EXCERPTED PASSAGE:
For the Pokéfan
Miranda L Visser / Jun 29th, 2013 No Comments
[adsense250itp]I am not the sentimental type; I get rid of most things easily when their time has passed: clothes, toys, furniture, etc. When something is no longer used or breaks, it is time to go unless I can fix it with all my MacGyver skills. One of my few exceptions to this rule is games, particularly Pokémon games. Now, don’t get me wrong, I can delete that save file once it’s completed with only a few minutes of (deep) though, but getting to relive each game over and over again is one of the joys of the franchise I revel in.
At its core, Pokemon was much the same back when I was a child as it is today. It was a new series of course, but the basic concept has stayed constant: Catch em’ all and Beat em’ all (the gym leaders that is). The names, skins, devices and culture have changed around a fairly steady entity and as yet another generation debuts center stage, it’s a time for those of us who have been there since the beginning to reminisce.

WORK ITEM:
Write the next part of the Pokémon reminiscence piece, continuing from the final sentence shown.

[Extracted data entries]

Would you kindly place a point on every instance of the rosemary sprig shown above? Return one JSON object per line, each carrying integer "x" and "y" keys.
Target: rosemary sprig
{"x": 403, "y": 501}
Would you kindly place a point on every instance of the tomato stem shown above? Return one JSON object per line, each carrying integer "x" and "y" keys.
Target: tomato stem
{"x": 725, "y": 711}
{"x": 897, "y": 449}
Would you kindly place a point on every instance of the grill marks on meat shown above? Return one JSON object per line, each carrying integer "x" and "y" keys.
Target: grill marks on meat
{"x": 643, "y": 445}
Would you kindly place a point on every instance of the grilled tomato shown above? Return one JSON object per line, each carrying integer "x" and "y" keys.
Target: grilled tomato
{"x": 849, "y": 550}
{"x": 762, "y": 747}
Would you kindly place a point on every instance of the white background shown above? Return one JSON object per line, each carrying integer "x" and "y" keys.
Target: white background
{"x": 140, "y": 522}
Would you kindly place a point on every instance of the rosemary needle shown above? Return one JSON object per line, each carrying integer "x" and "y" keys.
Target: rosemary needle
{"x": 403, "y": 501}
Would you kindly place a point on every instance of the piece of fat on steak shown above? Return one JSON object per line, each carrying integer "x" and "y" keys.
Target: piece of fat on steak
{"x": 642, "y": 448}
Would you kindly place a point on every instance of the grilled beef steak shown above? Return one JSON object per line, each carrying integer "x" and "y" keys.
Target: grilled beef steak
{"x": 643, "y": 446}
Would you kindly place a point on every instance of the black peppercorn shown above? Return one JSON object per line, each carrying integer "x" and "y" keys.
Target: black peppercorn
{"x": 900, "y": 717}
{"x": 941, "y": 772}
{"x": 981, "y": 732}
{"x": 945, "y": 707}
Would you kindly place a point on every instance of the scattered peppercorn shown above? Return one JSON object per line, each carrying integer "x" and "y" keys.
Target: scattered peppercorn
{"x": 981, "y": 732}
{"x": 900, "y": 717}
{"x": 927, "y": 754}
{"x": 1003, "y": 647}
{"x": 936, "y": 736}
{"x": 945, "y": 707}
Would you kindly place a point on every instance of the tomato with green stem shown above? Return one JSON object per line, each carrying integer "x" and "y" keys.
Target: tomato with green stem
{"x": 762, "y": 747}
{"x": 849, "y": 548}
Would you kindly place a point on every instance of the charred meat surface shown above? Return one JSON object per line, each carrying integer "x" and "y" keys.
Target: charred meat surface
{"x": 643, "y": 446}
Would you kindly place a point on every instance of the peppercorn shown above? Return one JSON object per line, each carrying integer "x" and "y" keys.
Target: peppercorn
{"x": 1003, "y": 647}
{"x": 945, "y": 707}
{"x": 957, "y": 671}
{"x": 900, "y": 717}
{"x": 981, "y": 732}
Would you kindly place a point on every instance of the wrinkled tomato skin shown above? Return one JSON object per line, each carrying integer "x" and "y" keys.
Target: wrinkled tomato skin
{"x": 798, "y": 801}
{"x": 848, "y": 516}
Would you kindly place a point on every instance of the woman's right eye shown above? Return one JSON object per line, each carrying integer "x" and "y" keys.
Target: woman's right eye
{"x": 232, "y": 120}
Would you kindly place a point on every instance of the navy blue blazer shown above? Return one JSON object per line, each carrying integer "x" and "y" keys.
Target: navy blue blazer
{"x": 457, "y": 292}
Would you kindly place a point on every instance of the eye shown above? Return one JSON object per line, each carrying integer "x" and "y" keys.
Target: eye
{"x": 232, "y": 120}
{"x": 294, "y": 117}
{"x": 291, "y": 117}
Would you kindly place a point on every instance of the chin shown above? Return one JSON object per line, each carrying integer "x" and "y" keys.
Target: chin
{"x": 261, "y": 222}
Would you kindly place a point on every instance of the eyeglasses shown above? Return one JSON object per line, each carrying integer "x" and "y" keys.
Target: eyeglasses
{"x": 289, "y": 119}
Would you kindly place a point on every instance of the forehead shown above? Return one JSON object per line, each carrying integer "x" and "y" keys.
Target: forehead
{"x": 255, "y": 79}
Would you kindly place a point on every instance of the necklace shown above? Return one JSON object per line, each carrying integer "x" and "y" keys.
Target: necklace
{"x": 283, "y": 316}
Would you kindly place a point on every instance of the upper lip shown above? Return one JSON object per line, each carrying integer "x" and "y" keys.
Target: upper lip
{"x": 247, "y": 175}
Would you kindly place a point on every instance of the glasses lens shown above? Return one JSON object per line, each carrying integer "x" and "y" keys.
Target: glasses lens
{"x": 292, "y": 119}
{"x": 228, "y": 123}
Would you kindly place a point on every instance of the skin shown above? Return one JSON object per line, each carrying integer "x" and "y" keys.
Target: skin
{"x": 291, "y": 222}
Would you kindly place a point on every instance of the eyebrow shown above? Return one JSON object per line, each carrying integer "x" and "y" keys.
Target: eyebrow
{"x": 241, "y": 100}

TASK OUTPUT:
Those in our twenties and thiries are the senior citizens of the franchise and at some point we were probably sure that this or that game would be the last one. For better or worse we were wrong.
- We fought the shading wheel on the side of our Game Boy Black and White’s to attain that perfect grey so we could see with just the right angle from the sun because there were no backlights.
- Steroids, cloning, and a dozen other illegal activities were all a-okay.
- We all had a link cable to trade that only worked half the time, and only if everyone laid their gameboys flat on the table, and nobody breathed.
- Each playthrough took double the time: our mom’s couldn’t afford to buy us running shoes.
- We all had that one friend with overly protective religious parents who wasn’t allowed to play “because of the violence”… and we always let them play at our house.
- We all had that one friend who stacked his deck and thus always drew the right cards at the start of the battle… and we still beat him.
- We were the shrewdest of appraisers when that kid a few houses down claimed he had a real Blastoise that we had been buying stacks of packs to find.
- We used rocks to weigh down our cards when our parents made us “go outside and play” and we were forced to battle on the sidewalk or driveway.
- We sat cross legged Sunday morning in front of the TV set, waiting through corny Slip n’ Slide commercials to see if we really knew, “Who’s that Pokemon?”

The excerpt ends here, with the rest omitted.